Would you write out every entry exactly, but without the pictures?

DATA SUPPLIED below:

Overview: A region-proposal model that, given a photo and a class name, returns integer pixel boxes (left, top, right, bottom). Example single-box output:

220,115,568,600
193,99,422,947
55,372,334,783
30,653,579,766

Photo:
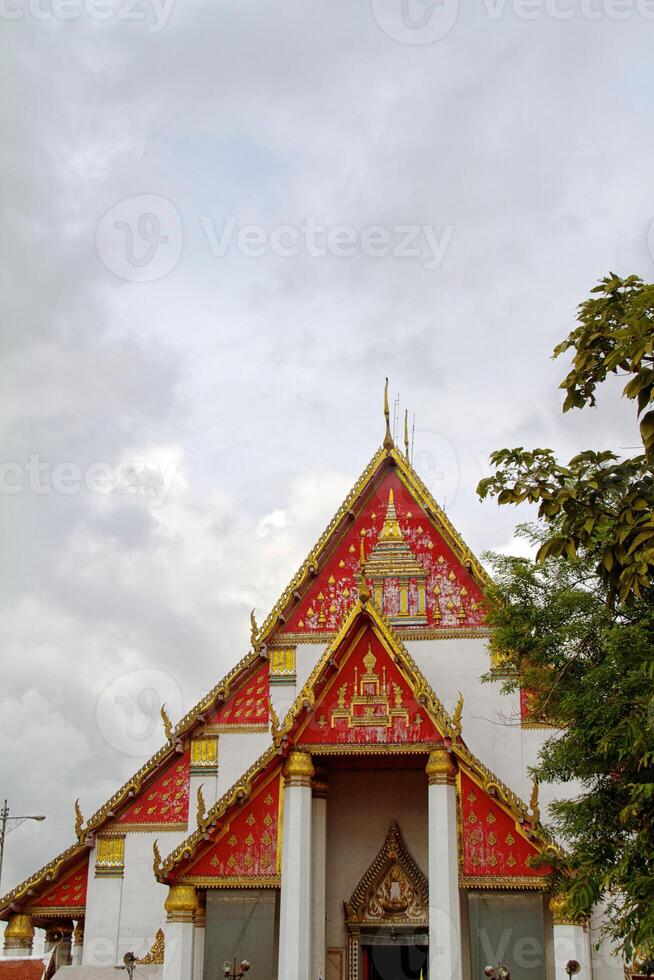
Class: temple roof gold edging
256,444,491,647
156,745,280,880
0,841,87,920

End of DATA SUPPLIED.

RESPONSE TO THE EXERCISE =
Overview: A region-proposal model that, given a photo and a class name, returns integer pixel boxes (left, top, right, bottom). Example single-box output:

220,115,568,600
193,99,422,947
55,372,334,783
30,653,579,766

Photo:
Class: temple roof gold edging
256,444,491,647
156,745,280,880
0,841,87,920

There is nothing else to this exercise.